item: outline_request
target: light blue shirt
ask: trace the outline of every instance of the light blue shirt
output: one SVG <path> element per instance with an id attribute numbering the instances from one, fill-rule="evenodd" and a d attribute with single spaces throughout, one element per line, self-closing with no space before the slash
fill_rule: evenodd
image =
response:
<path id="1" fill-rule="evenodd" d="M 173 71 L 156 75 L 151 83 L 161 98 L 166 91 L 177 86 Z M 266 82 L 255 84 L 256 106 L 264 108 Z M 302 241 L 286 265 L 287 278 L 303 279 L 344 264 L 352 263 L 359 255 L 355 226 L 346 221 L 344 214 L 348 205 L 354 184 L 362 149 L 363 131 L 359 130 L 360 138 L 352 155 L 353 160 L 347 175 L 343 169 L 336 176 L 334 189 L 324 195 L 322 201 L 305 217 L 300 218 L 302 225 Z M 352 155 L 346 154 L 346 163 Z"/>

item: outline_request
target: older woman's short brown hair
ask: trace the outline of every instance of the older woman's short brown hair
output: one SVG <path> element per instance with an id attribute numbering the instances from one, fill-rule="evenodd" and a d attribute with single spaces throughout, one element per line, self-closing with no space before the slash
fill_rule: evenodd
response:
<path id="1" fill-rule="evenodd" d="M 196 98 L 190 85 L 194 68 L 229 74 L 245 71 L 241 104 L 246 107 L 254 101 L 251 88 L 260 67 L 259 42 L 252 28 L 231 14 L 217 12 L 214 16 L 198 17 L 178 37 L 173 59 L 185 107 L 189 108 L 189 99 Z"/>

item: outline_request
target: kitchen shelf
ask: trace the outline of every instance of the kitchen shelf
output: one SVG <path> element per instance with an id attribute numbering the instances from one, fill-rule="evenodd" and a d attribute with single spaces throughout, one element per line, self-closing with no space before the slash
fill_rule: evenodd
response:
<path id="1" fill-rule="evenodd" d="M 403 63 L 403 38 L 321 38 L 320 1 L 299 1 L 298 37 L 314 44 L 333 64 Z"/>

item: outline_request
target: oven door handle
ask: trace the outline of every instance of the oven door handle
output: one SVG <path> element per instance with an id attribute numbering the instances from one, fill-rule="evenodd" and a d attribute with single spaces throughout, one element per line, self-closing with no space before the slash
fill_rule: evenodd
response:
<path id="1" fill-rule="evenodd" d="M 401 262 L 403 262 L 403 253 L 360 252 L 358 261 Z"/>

━━━

Given instruction
Write out all the items above again, switching "trace" to "draw" everywhere it appears and leaving everything else the same.

Reply to the exercise
item: outline_request
target: light blue shirt
ask: draw the outline of every instance of the light blue shirt
output: one SVG <path> element per instance with an id attribute numbering the instances from one, fill-rule="evenodd" and a d attribute with single spaces throughout, one element per line, self-closing with no space before the slash
fill_rule: evenodd
image =
response:
<path id="1" fill-rule="evenodd" d="M 173 71 L 156 75 L 151 83 L 161 98 L 166 91 L 177 86 Z M 266 82 L 255 84 L 256 106 L 264 108 Z M 302 241 L 286 265 L 287 278 L 303 279 L 344 264 L 352 263 L 359 255 L 355 226 L 346 221 L 344 214 L 348 205 L 354 184 L 362 149 L 363 131 L 359 130 L 360 138 L 352 155 L 353 160 L 347 175 L 343 169 L 336 176 L 334 189 L 324 195 L 322 201 L 305 217 L 300 218 L 302 225 Z M 352 155 L 346 154 L 346 163 Z"/>

item: outline_request
target: older woman's short brown hair
ask: draw the outline of every instance of the older woman's short brown hair
output: one SVG <path> element per instance with an id attribute numbering the instances from one, fill-rule="evenodd" and a d attribute with single spaces throughout, one element per line, self-closing with no space before the slash
fill_rule: evenodd
response:
<path id="1" fill-rule="evenodd" d="M 196 98 L 190 85 L 194 68 L 229 74 L 245 71 L 241 104 L 246 107 L 254 101 L 251 88 L 260 67 L 259 42 L 252 28 L 231 14 L 217 12 L 214 16 L 198 17 L 178 37 L 173 59 L 185 107 L 189 108 L 189 99 Z"/>

item: outline_request
target: kitchen shelf
ask: draw the outline of every instance of the kitchen shelf
output: one SVG <path> element per instance with an id attribute numbering the instances from one, fill-rule="evenodd" and a d attribute with single spaces throughout, one element per line, self-closing with no space before the slash
fill_rule: evenodd
response:
<path id="1" fill-rule="evenodd" d="M 403 63 L 403 38 L 321 38 L 320 1 L 299 1 L 298 37 L 314 44 L 333 64 Z"/>

item: outline_request
target: oven door handle
ask: draw the outline of every instance of the oven door handle
output: one SVG <path> element per instance with an id attribute numbering the instances from one, fill-rule="evenodd" and a d attribute with single spaces throughout, one element per line, self-closing with no space before the slash
fill_rule: evenodd
response:
<path id="1" fill-rule="evenodd" d="M 401 262 L 403 262 L 403 253 L 360 252 L 358 261 Z"/>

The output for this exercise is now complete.